#### EXTRACTED TEXT:
Here's what I liked about it: Starbuck grows a lot in this episode. When she confronts Kat she sees a bit of herself in Kat. Why was Starbuck such a hotshot? Yes, obviously a lot of skill but also (as she says herself later) she just didn't care so she took insane chances. Kat is like that. Starbuck sees it. She realizes that, in the grand scheme of things, having the top gun mug is not really all that important. She sees it's something she doesn't need anymore, but that Kat needs it. She's growing into the role of an officer; top gun is for the regular pilots: it's something they care a lot about, but a CAG or flight officer, etc. has to worry about more than that. They have to care about their people. And Starbuck is becoming bigger than just a gunner's reputation.


----------



## jradford (Dec 28, 2004)

#### PROBLEMS AND TASKS:
1. Rewrite the paragraph of the forum post about Starbuck that begins "Here's what I liked about it" as a short bulleted list, keeping its main points.
2. In the forum post about Starbuck, what does Starbuck realize is not really all that important in the grand scheme of things?
3. Summarize the forum post about Starbuck in two sentences.

#### RECORDED DATA:
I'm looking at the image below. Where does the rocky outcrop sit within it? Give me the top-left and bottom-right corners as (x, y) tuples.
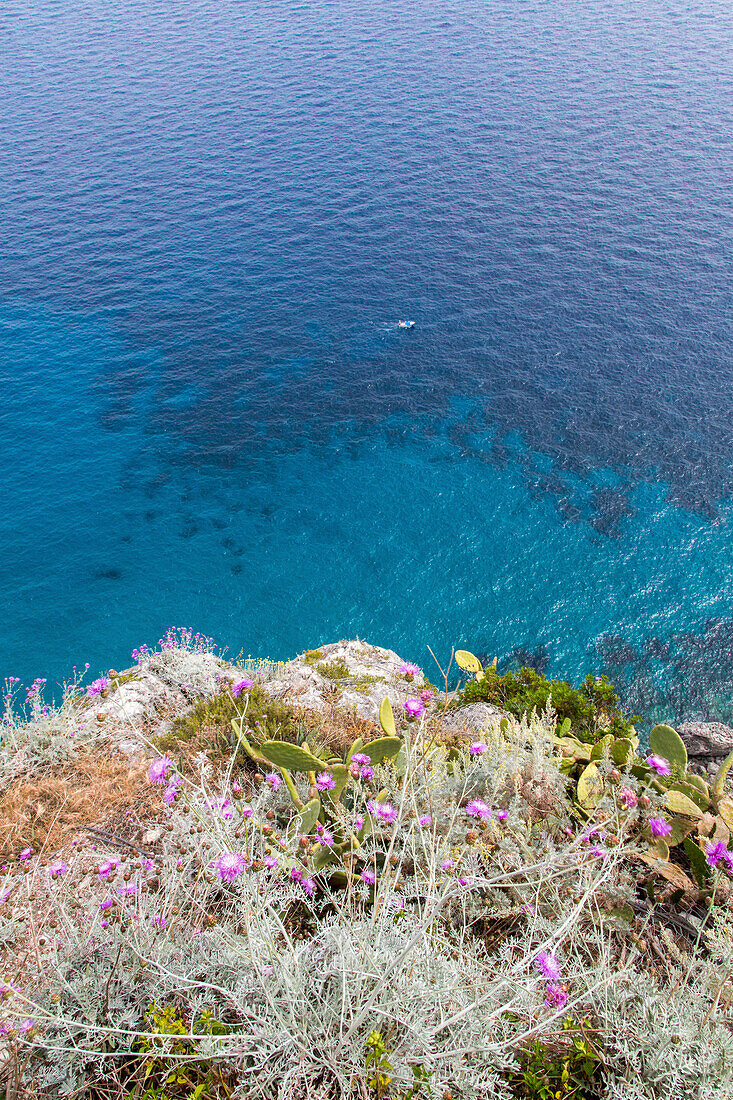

#### ANSWERS TO THE EXERCISES:
1.
- Starbuck grows a lot in this episode.
- When she confronts Kat, she sees some of herself in her: skilled, but willing to take insane chances because she didn't care.
- She realizes the top gun mug isn't really that important, and that she no longer needs it but Kat does.
- She is growing into an officer's role. Top gun matters to regular pilots, but a CAG or flight officer has to care about their people.
- Starbuck is becoming bigger than a gunner's reputation.

2. Having the top gun mug.

3. In this episode, Starbuck grows when she confronts Kat and recognizes in her the same reckless willingness to take insane chances that made her a hotshot. She sees that she no longer needs the top gun mug but Kat does, and she is growing into an officer who has to care about her people rather than a gunner's reputation.